==== TEXTE DE LA PAGE ====
Discutée à l’Assemblée congolaise, la proposition de loi sur la « congolité » est au cœur d’une vive polémique. Les observateurs craignent des conséquences désastreuses.
En République démocratique du Congo, la proposition de loi sur la « congolité » fait polémique depuis deux ans. Le texte stipule que l’accès aux fonctions de président et autres fonctions régaliennes sera exclusivement réservé aux Congolais n’ayant pas de parent étranger. De quoi relancer le débat sur la nationalité. Et inquiéter. La cheffe de la Mission des nations unies en RDC (Monusco), Bintou Keïta, estime que ce texte de loi pourrait, s’il est voté, avoir des « conséquences potentiellement dangereuses ».
Portée par Noël Tshiani, la proposition de loi sur la « congolité » pourrait dans un premier temps permettre à Félix Tshisekedi d’écarter des adversaires lors de la prochaine présidentielle. Notamment Moïse Katumbi. Mais surtout, d’autres exemples en Afrique font craindre le pire : la loi sur la « congolité » pourrait provoquer une terrible dérive xénophobe.
====
**SÉRIE D'EXERCICES**
A) D'après le texte sur la loi de la « congolité », qui porte cette proposition de loi ?
B) Reprenez le texte sur la loi de la « congolité » à la suite de sa dernière phrase.
==== DONNÉES EXTRAITES ====
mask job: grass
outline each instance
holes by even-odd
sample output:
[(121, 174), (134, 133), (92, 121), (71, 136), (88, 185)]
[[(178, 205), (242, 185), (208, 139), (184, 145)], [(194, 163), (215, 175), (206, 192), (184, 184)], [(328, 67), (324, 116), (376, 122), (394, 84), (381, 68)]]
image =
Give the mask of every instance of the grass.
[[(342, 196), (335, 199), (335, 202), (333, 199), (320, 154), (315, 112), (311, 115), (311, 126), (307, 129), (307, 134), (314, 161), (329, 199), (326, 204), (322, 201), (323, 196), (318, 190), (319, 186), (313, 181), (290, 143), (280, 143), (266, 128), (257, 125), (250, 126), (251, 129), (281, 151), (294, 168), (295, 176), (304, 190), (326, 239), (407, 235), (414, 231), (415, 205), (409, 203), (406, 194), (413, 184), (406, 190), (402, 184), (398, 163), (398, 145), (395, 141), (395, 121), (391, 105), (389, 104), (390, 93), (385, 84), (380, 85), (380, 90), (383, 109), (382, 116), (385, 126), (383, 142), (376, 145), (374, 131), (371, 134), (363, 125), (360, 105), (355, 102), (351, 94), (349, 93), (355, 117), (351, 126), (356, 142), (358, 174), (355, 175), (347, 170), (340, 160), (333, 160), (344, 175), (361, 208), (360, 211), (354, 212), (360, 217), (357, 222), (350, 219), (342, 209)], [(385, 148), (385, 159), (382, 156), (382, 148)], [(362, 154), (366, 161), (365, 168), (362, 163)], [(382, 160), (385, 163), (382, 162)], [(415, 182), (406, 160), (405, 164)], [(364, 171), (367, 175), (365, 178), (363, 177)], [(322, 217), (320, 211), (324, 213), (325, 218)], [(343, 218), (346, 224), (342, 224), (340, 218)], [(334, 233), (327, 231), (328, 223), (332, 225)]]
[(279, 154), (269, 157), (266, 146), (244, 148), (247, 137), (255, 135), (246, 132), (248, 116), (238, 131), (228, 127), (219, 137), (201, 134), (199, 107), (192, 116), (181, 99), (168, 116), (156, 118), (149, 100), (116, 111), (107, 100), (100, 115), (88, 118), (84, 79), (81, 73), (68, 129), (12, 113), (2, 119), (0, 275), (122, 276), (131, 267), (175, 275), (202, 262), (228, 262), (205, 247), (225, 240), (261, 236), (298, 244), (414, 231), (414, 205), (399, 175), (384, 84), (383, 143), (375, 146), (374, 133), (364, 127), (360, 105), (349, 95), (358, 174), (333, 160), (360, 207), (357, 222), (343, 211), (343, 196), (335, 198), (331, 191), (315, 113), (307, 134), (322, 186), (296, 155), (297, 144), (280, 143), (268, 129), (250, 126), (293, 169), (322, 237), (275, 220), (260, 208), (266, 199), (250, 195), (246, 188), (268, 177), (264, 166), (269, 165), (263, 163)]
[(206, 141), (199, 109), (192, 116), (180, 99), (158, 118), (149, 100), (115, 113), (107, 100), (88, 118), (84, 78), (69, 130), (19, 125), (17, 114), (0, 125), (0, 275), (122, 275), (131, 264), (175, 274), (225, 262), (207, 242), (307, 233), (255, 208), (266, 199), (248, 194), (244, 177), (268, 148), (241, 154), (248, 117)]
====
**RÉPONSES DANS L'ORDRE**
A) Noël Tshiani.

B)
Ce ne sont pas les Ivoiriens qui diront le contraire : l’« ivoirité » a provoqué, pendant près d’une décennie, au début des années 2000, des violences liée à ce concept apparu au siècle dernier. Mais c’est Henri Konan Bédié qui l’a, en 1994, remis au goût du jour. En pleine crise économique, la Côte d’Ivoire a rapidement basculé dans la xénophobie, mettant à la marge des travailleurs burkinabés ou encore maliens.
Pourtant, comme la « congolité », l’« ivoirité » était un concept positif. « En théorie, il ne s’agissait pas là de xénophobie naissante, mais bien d’encourager une nouvelle sensibilité nationale, distincte du sentiment d’appartenance ethnique traditionnelle et devant correspondre à un nouveau palier identitaire, celui de l’Etat-nation, reconnu depuis 1960 par la communauté internationale sous le nom de Côte-d’Ivoire », résume François Gaulme. Mais dans les faits, la xénophobie s’est développée, avec le rejet de plus en plus marqué des musulmans et des gens du Nord.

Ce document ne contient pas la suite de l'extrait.